begin Provided entries

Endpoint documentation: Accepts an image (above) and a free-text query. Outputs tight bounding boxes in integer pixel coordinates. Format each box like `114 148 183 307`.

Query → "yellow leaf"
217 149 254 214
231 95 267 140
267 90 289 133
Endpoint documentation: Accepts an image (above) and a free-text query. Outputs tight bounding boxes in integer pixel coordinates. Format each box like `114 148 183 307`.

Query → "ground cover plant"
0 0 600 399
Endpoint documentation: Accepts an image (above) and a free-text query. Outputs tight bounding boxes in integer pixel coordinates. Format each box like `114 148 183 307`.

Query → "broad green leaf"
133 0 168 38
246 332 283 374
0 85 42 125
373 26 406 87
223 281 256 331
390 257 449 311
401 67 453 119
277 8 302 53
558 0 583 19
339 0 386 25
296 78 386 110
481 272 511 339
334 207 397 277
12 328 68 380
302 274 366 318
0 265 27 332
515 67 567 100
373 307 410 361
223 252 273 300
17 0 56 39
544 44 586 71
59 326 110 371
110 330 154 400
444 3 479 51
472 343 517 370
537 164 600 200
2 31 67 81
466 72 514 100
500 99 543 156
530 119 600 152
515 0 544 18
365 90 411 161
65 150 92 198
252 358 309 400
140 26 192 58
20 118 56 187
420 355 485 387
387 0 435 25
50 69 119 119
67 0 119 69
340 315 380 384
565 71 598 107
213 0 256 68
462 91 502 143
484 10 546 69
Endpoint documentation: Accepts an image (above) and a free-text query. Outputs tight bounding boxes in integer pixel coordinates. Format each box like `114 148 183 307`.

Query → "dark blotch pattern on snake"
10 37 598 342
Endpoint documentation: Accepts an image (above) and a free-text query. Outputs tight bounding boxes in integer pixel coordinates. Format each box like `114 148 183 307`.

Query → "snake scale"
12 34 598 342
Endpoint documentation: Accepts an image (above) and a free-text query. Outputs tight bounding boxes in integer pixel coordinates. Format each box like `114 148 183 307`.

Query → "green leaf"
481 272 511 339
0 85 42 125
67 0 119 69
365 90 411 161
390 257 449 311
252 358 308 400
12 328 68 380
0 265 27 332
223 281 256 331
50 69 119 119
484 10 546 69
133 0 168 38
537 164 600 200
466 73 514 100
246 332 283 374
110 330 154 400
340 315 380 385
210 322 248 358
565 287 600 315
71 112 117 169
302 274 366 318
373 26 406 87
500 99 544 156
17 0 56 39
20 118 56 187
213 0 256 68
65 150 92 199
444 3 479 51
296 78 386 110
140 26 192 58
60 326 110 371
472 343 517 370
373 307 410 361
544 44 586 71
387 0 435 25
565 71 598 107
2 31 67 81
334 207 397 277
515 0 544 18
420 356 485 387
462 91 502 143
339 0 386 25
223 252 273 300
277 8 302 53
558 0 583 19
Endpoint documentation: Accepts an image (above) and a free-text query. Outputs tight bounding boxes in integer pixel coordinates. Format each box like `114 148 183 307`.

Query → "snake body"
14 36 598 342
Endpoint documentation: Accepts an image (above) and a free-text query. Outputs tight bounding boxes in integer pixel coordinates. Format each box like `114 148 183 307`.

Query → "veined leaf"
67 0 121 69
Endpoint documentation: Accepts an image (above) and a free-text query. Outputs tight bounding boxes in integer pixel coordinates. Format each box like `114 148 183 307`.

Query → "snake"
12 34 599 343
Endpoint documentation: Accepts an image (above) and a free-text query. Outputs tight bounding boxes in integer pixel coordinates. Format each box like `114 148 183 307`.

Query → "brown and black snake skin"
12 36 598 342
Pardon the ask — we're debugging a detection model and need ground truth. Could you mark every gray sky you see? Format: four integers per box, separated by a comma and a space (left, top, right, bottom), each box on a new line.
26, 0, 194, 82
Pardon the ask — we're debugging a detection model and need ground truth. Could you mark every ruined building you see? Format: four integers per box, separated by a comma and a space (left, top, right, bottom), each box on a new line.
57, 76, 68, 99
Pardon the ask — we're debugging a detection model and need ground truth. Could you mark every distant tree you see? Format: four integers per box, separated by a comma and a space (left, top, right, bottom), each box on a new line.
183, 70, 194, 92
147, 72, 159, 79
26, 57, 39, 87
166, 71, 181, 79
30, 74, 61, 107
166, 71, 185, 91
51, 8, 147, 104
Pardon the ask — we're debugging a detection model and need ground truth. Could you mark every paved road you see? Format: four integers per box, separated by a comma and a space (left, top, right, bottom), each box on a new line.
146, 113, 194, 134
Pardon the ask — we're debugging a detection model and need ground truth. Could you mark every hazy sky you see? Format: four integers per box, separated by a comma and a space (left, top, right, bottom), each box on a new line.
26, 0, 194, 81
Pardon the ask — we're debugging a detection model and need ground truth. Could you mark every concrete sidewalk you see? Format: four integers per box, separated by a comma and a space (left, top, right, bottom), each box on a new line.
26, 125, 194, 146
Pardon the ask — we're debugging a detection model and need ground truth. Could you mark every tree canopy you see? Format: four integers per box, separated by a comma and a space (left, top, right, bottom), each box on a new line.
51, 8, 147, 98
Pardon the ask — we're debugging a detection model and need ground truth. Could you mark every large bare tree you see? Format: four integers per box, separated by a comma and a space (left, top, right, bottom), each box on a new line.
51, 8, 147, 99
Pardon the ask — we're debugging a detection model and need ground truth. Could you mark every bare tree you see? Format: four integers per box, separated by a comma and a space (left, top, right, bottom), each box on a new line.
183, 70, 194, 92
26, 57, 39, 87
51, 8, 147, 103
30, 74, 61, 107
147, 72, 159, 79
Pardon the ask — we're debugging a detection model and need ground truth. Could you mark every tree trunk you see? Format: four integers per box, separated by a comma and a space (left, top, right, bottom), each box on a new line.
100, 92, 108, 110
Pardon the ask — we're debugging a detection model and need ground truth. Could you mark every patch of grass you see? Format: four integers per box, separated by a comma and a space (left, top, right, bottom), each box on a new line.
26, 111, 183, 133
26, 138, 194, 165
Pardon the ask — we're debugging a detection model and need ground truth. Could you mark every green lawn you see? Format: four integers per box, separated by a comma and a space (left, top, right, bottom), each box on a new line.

end Provided entries

■ **What is required**:
Reproduce all of the material above line for line, without changing a word or the order.

■ **Reply**:
Endpoint documentation: Accepts an image (above) and a free-text query. Outputs tight bounding boxes in integer pixel coordinates. Format each box like `114 148 183 307`.

Query → "yellow leaf"
217 149 254 214
231 95 267 140
267 90 289 133
Endpoint documentation: Accepts an image (above) and a free-text query. Outputs tight bounding boxes in integer pixel coordinates. Format each box like `114 148 183 307`.

Query → "ground cover plant"
0 0 600 399
Endpoint documentation: Accepts an image (above) and a free-text query. Outputs tight bounding boxes in integer pixel coordinates. Format each box like `114 148 183 307`.

Query → "broad green leaf"
133 0 168 38
246 332 283 374
0 85 42 125
373 26 406 87
223 281 256 331
390 257 449 311
401 67 453 119
277 8 302 53
558 0 583 19
339 0 386 25
296 78 386 110
481 272 511 339
334 207 397 277
12 328 68 380
302 274 366 318
0 265 27 332
515 67 567 100
373 307 410 361
223 252 273 300
17 0 56 39
544 44 586 71
59 326 110 371
110 330 154 400
444 3 479 51
472 343 517 370
537 164 600 200
2 31 67 81
466 72 514 100
500 99 543 156
530 119 600 152
515 0 544 18
365 90 411 161
65 150 92 198
252 358 309 400
140 26 192 58
20 118 56 187
420 355 485 387
387 0 435 25
50 69 119 119
67 0 119 69
340 315 380 384
565 71 598 107
213 0 256 68
462 91 502 143
484 10 546 69
Endpoint documentation: Accepts an image (above) and a free-text query. Outputs tight bounding boxes in integer pixel coordinates. Format each box like `114 148 183 307`.

Query → "dark blotch pattern on snake"
10 37 598 342
Endpoint documentation: Accepts an image (above) and a free-text query. Outputs tight bounding boxes in integer pixel coordinates. Format each box like `114 148 183 307`.

Query → "snake scale"
12 34 598 342
Endpoint documentation: Accepts an image (above) and a free-text query. Outputs tight bounding boxes in integer pixel coordinates. Format each box like `114 148 183 307`.

Query → "green leaf"
481 272 511 339
0 85 42 125
67 0 119 69
365 90 411 161
390 257 449 311
252 358 308 400
12 328 68 380
0 265 27 332
223 281 256 331
50 69 119 119
484 10 546 69
133 0 168 38
537 164 600 200
466 73 514 100
246 332 283 374
110 330 154 400
340 315 380 385
210 322 248 358
565 287 600 315
71 112 117 169
302 274 366 318
373 26 406 87
500 99 544 156
17 0 56 39
20 118 56 187
213 0 256 68
65 150 92 199
444 3 479 51
296 78 386 110
140 26 192 58
60 326 110 371
472 343 517 370
373 307 410 361
544 44 586 71
387 0 435 25
565 71 598 107
2 31 67 81
334 207 397 277
515 0 544 18
420 356 485 387
462 91 502 143
339 0 386 25
223 252 273 300
277 8 302 53
558 0 583 19
Endpoint documentation: Accepts an image (above) and a free-text query. Outputs tight bounding boxes in integer pixel coordinates. Format each box like `114 148 183 307`.

Query → "snake body"
14 36 598 342
Endpoint documentation: Accepts an image (above) and a free-text query. Outputs tight bounding boxes in integer pixel coordinates. Format each box like `114 148 183 307`.

Query → "veined leaf"
67 0 121 69
Endpoint documentation: Accepts an image (above) and a free-text query. Outputs tight bounding boxes in integer pixel coordinates. Format each box like `114 148 183 307`.

Query → "snake"
12 34 599 343
Endpoint documentation: Accepts an image (above) and a free-text query. Outputs tight bounding boxes in integer pixel coordinates. Format each box like `114 148 183 307`.

Query → "brown and black snake skin"
12 36 598 342
Pardon the ask — we're debugging a detection model and need ground truth. Could you mark every gray sky you see? Format: four integers per box, separated by a comma and a space (left, top, right, bottom), each box on a new line.
26, 0, 194, 82
Pardon the ask — we're debugging a detection model and need ground truth. Could you mark every ruined building you see? Format: four integers per box, separated by a comma and a space (left, top, right, bottom), each box on a new line.
57, 76, 68, 99
Pardon the ask — we're debugging a detection model and need ground truth. Could you mark every distant tree you see? Format: four integers per box, separated by a comma and a space (left, top, right, bottom), each box on a new line.
183, 70, 194, 92
147, 72, 159, 79
26, 57, 39, 87
166, 71, 181, 79
30, 74, 61, 107
166, 71, 185, 91
51, 8, 147, 104
Pardon the ask — we're debugging a detection model and need ground truth. Could you mark every paved road you see? Format: four integers per box, separated by a comma and a space (left, top, right, bottom), each box on a new line.
146, 113, 194, 134
Pardon the ask — we're debugging a detection model and need ground truth. Could you mark every hazy sky you see? Format: four integers per box, separated by a comma and a space (left, top, right, bottom), each box on a new line.
26, 0, 194, 81
Pardon the ask — we're debugging a detection model and need ground truth. Could you mark every concrete sidewalk you see? Format: four integers per box, separated by a comma and a space (left, top, right, bottom), each box on a new line.
26, 125, 194, 146
Pardon the ask — we're debugging a detection model and need ground truth. Could you mark every tree canopy you see? Format: four integers per box, separated by a comma and a space (left, top, right, bottom), each box on a new line.
51, 8, 147, 98
Pardon the ask — we're debugging a detection model and need ground truth. Could you mark every large bare tree you see? Format: four integers per box, separated by a comma and a space (left, top, right, bottom), each box on a new line.
51, 8, 147, 99
Pardon the ask — we're debugging a detection model and need ground truth. Could you mark every bare tree you see? Format: four integers per box, separated by a comma and a space (left, top, right, bottom), each box on a new line.
183, 70, 194, 92
26, 57, 39, 87
51, 8, 147, 103
30, 74, 61, 107
147, 72, 159, 79
Pardon the ask — we're debugging a detection model and need ground truth. Could you mark every tree trunk you see? Format: four integers per box, separated by a comma and a space (left, top, right, bottom), each box on a new line.
100, 92, 108, 110
Pardon the ask — we're debugging a detection model and need ground truth. Could you mark every patch of grass you see? Format: four integers per box, separated by a comma and a space (left, top, right, bottom), each box on a new line.
26, 111, 183, 133
26, 138, 194, 165
Pardon the ask — we're debugging a detection model and need ground truth. Could you mark every green lawn you see? Format: four integers per box, separated by a comma and a space (left, top, right, bottom), each box on a new line.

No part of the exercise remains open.